GIVEN DATA START

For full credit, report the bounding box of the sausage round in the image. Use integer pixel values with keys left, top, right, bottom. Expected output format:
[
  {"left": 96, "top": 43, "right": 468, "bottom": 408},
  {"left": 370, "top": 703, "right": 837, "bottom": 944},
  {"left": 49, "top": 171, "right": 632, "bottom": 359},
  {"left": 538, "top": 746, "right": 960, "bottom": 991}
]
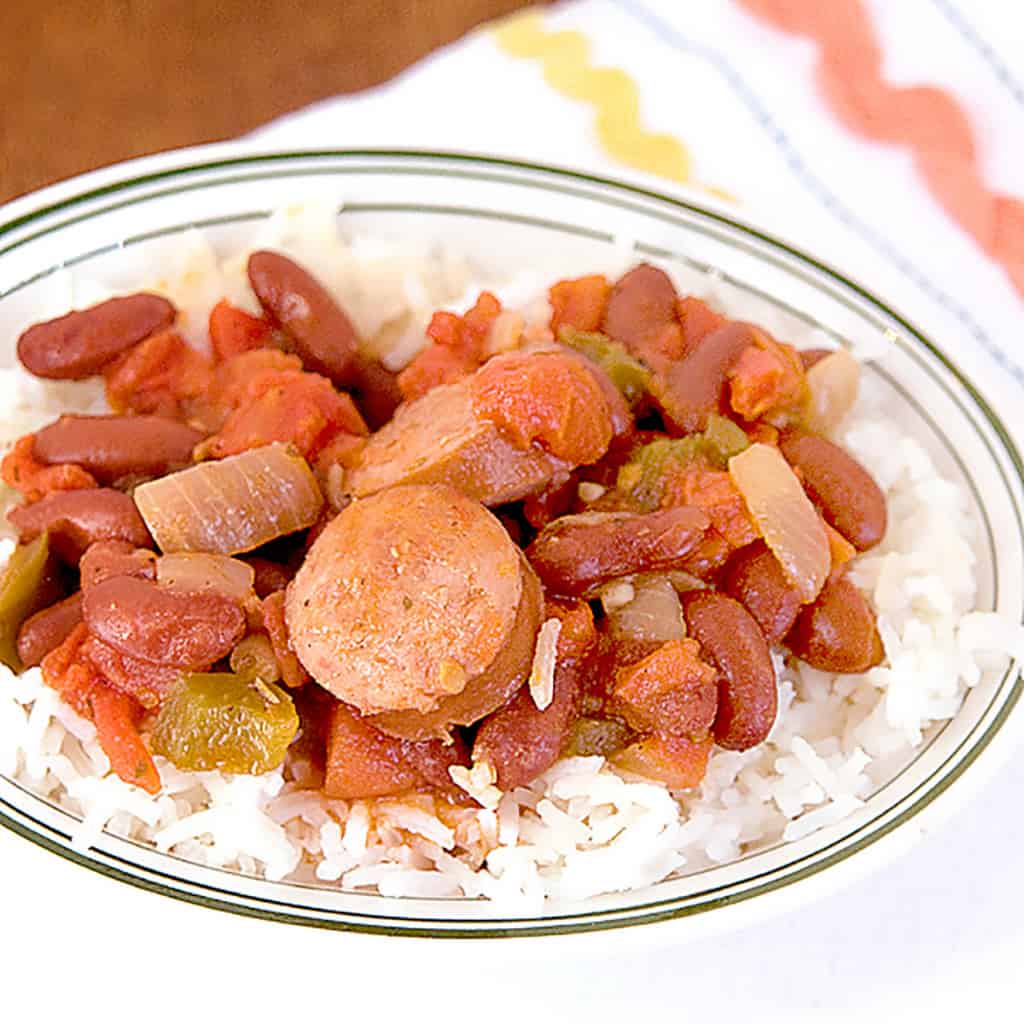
[{"left": 285, "top": 484, "right": 541, "bottom": 728}]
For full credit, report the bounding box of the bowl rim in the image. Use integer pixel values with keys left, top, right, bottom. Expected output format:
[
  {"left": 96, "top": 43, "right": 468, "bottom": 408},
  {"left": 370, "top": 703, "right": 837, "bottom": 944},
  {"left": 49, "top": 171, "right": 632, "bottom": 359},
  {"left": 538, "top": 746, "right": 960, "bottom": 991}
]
[{"left": 1, "top": 143, "right": 1022, "bottom": 943}]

GIVEN DATA END

_WHAT THE TASK ASKS_
Repeat the records above word for word. Pictures stay out of the copy.

_OUTPUT FOR THIS TASK_
For full credit, report the bounding box of the sausage round in the image. Use integer pixel values with keys left, top, right, bottom. Expected output format:
[
  {"left": 96, "top": 43, "right": 468, "bottom": 408},
  {"left": 370, "top": 703, "right": 837, "bottom": 944},
  {"left": 49, "top": 171, "right": 632, "bottom": 359},
  {"left": 538, "top": 746, "right": 960, "bottom": 991}
]
[{"left": 285, "top": 484, "right": 541, "bottom": 728}]
For full credit, report the bounding box of the bowl rim in the image. Use integer pixel values with keys left, top, right, bottom. Expected output format:
[
  {"left": 96, "top": 43, "right": 468, "bottom": 408},
  {"left": 370, "top": 703, "right": 837, "bottom": 944},
  {"left": 49, "top": 171, "right": 632, "bottom": 359},
  {"left": 538, "top": 746, "right": 960, "bottom": 991}
]
[{"left": 1, "top": 143, "right": 1022, "bottom": 943}]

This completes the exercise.